→ **WORK INSTRUCTIONS**
Copy out, exactly and with nothing else, the stretch of lines that starts at the line containing "the light switch" and finishes at the end of the data.

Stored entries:
----

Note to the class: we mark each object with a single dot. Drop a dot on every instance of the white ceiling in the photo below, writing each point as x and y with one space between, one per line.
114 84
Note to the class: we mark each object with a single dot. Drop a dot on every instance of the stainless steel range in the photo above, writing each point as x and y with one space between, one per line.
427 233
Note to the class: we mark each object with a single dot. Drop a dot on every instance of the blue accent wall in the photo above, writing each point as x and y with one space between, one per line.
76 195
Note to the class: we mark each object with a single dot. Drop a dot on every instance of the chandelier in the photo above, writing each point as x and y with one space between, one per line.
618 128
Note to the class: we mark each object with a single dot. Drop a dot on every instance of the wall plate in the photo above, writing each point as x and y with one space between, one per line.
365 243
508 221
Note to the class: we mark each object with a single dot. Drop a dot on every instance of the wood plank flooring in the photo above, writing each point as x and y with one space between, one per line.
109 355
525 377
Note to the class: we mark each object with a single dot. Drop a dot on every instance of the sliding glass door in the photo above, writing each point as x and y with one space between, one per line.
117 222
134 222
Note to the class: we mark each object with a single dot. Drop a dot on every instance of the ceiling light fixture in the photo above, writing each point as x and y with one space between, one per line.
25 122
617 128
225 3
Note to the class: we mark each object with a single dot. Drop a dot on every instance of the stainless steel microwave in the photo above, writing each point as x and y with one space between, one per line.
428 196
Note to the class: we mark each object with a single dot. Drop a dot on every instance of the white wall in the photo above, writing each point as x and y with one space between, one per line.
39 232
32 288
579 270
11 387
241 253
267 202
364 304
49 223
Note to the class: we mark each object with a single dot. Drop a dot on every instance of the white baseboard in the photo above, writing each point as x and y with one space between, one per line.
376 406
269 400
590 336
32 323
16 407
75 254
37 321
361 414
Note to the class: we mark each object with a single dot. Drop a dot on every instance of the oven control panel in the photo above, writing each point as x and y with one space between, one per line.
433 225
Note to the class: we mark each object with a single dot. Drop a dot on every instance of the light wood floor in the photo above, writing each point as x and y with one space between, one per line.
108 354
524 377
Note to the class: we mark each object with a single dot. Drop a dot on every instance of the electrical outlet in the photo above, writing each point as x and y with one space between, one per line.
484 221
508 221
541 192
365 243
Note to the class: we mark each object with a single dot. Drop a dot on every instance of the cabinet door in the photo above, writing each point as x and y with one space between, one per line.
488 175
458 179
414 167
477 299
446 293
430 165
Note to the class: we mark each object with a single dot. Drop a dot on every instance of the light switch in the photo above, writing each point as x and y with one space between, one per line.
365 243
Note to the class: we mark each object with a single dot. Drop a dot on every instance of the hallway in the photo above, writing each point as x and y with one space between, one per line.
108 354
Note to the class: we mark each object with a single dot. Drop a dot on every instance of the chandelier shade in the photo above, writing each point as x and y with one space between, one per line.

----

→ **ANSWER TO THE PROBLEM**
Note to the class: we mark each object with a single dot. Drop a dot on every instance of the light switch in the photo above, writing each point as x and y with one space between, one per line.
365 243
Note to the class: we mark each object with a single dot. Drop a dot on every instance of the hallway in the photo above, writing each point as x and y with one space between, one per line.
108 354
Note to the class: we mark each object with a single dot. Drop a dot on every instance of the chandelier shade in the photo above, writing each point as x and y with one space between, one per line.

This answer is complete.